Written tasks:
a) Set down, word for word, the passage of the baseball spending article between "Among the up-trending" and "by special circumstances.", inclusive.
b) In the baseball spending article, what does the Sun Sentinel say the Marlins' new ballpark will cost Florida taxpayers in the long run?
c) Extend the baseball spending article with new text that follows on from its final sentence.

Article:
========================================================================
Alas, both the MLBPA and the fans are probably going to have to wait a while to see the Marlins spend again. The South Florida Sun Sentinel says that the club's TV deal is good for less than $20 million per year, a laughable amount in this day and age. The Marlins aren't going to spend again until they get a new deal, and they may not get back to where they were on Opening Day last year until they see some steadiness in their attendance.
Meanwhile, the Marlins' new ballpark is going to cost Florida taxpayers $2 billion in the long run, according to the Sun Sentinel. To put it lightly, the entire situation with the Marlins is a mess. I only say that because I can't say cluster[bleep].
Among the up-trending teams, the Cleveland Indians and Toronto Blue Jays stand out as two of the more unusual suspects, and both are surrounded by special circumstances.
The Indians are where they are largely thanks to their signings of Nick Swisher and Michael Bourn, which were made possible in part by a new TV deal that Paul Hoynes of The Plain Dealer says is worth $40 million in 2013.
The Blue Jays added a ton of money to their books by trading for Jose Reyes, Mark Buehrle, Josh Johnson and R.A. Dickey over the winter, with the idea clearly being to go for it all in 2013. They may also be trying to mess with the Yankees' desire to benefit from the CBA's revenue sharing refund program, which Ken Rosenthal of FoxSports.com wrote was designed to motivate big-market clubs like the Blue Jays to increase their revenues. The Blue Jays seem intent on doing that by winning.
========================================================================
Data listing:
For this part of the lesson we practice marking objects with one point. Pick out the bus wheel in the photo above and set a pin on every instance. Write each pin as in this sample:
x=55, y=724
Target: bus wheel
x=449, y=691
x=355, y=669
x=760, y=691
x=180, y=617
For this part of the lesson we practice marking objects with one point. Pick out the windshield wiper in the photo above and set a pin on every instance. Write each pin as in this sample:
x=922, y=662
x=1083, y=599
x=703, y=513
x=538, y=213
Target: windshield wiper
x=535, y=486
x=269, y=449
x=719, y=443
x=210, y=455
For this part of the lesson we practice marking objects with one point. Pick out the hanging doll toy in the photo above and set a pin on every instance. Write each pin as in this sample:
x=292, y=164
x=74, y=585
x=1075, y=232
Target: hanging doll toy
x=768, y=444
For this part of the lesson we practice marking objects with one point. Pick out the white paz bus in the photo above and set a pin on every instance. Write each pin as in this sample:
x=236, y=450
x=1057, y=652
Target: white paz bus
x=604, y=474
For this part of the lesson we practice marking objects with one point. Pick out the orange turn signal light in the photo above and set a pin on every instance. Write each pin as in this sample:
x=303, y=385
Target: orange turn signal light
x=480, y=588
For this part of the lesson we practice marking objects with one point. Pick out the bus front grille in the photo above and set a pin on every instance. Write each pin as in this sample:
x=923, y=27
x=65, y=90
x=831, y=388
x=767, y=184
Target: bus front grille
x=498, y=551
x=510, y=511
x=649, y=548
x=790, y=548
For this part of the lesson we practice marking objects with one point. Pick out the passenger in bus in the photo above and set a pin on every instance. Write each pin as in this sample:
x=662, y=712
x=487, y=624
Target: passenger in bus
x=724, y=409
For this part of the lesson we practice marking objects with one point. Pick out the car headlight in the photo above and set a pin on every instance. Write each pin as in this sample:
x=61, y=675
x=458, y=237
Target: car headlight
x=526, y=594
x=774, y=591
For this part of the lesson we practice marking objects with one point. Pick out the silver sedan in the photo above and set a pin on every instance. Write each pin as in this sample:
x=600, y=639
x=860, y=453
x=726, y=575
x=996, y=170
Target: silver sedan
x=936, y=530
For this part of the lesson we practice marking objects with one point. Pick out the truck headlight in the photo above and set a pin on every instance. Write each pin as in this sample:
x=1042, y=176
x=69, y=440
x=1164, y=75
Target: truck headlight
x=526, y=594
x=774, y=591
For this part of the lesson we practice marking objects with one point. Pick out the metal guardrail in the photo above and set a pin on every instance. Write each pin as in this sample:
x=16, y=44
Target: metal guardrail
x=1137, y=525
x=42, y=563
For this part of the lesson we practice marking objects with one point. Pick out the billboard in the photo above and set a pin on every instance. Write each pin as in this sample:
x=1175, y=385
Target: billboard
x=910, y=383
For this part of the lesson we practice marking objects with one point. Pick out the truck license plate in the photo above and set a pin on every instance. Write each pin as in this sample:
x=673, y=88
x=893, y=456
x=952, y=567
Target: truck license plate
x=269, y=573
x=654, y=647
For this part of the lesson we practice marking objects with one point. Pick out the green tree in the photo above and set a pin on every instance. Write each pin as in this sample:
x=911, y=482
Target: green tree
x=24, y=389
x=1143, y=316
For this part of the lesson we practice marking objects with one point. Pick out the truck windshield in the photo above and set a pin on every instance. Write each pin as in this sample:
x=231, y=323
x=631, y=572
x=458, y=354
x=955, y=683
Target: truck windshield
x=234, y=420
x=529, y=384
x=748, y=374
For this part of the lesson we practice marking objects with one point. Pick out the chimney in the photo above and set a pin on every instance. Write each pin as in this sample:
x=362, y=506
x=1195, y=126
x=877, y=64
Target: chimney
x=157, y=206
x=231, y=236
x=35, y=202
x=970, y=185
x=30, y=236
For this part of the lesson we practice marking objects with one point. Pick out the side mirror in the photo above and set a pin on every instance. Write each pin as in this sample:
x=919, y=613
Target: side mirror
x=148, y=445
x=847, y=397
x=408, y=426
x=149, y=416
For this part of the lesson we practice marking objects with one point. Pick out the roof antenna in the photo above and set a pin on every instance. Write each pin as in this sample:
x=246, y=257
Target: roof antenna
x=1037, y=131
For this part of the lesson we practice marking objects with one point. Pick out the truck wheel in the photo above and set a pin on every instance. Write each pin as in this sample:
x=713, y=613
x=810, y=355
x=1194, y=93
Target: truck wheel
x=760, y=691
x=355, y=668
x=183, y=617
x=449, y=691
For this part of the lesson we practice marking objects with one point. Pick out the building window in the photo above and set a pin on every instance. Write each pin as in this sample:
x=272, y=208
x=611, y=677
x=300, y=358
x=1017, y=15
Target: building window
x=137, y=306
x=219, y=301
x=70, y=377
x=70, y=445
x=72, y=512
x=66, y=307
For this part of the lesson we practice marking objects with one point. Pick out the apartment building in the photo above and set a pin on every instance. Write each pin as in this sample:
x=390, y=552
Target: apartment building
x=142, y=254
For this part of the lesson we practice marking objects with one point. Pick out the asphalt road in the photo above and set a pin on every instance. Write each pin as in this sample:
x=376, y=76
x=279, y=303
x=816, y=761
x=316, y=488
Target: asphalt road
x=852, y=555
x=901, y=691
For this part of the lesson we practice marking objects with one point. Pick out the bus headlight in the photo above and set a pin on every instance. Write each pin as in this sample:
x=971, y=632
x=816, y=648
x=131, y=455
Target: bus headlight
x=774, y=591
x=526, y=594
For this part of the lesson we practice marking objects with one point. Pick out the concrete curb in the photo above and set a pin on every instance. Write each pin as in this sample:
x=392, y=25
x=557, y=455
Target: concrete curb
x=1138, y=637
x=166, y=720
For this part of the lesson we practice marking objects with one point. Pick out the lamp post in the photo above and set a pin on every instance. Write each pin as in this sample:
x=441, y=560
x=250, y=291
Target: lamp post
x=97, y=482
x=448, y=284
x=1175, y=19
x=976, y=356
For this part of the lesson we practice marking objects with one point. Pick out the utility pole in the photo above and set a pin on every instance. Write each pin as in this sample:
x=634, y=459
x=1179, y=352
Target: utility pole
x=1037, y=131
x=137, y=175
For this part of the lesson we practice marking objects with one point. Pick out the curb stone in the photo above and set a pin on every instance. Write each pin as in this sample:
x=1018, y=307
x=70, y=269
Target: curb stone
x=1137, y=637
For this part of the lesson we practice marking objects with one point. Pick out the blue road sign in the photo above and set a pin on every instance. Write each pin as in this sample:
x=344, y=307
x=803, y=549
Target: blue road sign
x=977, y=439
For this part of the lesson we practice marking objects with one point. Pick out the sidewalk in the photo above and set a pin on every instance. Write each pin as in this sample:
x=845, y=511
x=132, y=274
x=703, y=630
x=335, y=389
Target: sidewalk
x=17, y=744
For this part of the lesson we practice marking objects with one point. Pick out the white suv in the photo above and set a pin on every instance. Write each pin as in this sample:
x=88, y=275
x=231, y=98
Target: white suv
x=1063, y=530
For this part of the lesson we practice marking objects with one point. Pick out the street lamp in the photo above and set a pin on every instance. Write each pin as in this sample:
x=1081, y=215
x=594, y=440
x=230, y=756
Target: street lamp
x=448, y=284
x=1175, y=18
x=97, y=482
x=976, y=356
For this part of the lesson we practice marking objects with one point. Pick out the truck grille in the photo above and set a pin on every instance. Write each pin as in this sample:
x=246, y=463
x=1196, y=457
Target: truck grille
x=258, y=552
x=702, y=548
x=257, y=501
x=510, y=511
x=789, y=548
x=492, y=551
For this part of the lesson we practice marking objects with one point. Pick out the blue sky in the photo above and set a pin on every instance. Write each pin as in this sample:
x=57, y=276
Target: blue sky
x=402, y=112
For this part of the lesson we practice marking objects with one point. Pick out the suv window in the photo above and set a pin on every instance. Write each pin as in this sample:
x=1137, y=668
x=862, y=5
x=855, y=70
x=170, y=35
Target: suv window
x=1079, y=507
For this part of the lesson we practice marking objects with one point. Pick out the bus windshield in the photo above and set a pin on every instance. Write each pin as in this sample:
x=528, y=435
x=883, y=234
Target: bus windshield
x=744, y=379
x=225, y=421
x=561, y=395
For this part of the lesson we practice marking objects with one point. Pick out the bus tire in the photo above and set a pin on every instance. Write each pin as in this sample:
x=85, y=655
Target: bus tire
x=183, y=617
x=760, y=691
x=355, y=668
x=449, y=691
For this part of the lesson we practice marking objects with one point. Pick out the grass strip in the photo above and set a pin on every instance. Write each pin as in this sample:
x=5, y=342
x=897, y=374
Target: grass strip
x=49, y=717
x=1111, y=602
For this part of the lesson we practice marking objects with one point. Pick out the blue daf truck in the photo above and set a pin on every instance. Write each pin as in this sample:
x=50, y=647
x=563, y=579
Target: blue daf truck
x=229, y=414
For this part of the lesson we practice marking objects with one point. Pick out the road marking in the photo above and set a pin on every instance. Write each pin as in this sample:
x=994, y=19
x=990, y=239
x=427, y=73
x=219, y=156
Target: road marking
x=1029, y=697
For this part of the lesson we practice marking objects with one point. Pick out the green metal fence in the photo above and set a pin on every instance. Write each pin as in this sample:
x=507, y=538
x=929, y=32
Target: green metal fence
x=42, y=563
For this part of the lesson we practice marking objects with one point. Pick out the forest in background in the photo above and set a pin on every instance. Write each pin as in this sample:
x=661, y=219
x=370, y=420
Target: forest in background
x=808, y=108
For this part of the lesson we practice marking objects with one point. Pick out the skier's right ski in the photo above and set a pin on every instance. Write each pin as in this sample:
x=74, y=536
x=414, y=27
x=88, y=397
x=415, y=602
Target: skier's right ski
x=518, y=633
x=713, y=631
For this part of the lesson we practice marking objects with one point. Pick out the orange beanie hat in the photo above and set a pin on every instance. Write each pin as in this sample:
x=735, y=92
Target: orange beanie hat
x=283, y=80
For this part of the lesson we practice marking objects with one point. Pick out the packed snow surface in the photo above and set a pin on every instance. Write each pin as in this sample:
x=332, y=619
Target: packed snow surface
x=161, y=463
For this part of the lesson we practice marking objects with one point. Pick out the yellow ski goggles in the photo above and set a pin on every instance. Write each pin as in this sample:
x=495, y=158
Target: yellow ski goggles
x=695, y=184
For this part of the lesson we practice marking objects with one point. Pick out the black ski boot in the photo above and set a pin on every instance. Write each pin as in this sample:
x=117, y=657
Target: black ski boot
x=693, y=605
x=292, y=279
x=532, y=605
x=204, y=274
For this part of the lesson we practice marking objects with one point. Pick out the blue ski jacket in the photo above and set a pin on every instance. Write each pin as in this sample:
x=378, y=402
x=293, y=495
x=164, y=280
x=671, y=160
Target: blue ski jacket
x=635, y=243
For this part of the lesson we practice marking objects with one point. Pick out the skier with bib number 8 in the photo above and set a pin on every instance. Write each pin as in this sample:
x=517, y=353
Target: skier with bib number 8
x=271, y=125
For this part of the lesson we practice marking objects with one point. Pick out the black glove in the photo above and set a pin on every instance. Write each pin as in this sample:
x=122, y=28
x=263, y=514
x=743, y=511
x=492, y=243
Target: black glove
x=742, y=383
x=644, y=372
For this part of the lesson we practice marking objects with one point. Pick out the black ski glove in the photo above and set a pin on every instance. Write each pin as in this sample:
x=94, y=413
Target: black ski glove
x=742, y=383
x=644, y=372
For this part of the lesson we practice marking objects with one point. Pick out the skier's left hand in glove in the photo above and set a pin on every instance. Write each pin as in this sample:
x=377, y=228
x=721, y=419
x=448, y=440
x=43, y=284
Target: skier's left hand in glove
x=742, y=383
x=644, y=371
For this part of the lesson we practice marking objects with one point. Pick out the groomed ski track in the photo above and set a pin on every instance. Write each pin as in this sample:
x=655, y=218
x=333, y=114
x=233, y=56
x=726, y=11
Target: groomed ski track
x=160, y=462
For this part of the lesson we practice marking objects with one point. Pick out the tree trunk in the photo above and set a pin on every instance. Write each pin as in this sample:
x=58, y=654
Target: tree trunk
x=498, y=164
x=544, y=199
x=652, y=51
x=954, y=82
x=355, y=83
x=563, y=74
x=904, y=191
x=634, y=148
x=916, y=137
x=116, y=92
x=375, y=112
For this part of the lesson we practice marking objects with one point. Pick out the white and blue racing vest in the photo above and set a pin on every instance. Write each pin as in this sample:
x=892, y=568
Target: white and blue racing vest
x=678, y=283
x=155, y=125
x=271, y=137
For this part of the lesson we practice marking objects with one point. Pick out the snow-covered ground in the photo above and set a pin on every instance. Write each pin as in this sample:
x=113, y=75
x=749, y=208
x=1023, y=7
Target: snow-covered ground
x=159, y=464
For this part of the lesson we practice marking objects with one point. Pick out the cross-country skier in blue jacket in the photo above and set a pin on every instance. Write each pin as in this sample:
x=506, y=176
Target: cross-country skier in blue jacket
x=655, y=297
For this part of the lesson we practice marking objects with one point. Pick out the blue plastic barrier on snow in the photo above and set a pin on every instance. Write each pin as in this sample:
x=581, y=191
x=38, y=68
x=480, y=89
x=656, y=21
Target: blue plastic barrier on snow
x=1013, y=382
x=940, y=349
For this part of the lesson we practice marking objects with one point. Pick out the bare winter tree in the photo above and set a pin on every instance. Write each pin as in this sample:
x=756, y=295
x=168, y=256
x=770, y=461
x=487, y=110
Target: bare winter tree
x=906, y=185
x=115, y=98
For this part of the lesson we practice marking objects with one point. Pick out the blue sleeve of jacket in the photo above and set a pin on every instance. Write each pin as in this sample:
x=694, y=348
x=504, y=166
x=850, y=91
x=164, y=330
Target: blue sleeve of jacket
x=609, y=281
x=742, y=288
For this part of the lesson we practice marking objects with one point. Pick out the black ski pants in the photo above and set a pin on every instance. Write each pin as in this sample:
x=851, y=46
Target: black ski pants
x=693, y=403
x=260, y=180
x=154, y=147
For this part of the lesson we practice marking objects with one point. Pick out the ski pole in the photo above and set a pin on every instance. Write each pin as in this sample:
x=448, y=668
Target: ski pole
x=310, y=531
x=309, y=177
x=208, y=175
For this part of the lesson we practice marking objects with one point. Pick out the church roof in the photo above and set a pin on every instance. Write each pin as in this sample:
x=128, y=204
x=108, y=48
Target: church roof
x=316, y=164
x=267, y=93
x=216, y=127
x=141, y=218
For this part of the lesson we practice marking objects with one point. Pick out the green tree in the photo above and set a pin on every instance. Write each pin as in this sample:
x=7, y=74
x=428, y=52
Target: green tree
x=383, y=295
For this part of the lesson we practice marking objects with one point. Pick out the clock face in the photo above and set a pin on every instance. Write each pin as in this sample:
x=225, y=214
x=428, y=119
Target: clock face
========================================================================
Final answers:
a)
Among the up-trending teams, the Cleveland Indians and Toronto Blue Jays stand out as two of the more unusual suspects, and both are surrounded by special circumstances.

b) $2 billion.

c)
All in all, the commitments for the 2013 season listed in the above table come very close to adding up to $3 billion. Jeff Passan of Yahoo! Sports hinted back in January that MLB payrolls could exceed the $3 billion threshold for the first time this season, and it looks like that could very well happen.
Makes sense. The league is making more money than ever before. It follows that teams would be spending more money than ever before.
There's never a dull moment in MLB's ongoing struggle to rid the league of PEDs. Controversy found the league when notables like Melky Cabrera, Bartolo Colon and Yasmani Grandal got themselves suspended for testosterone in 2012, and things haven't gotten much brighter in the new year.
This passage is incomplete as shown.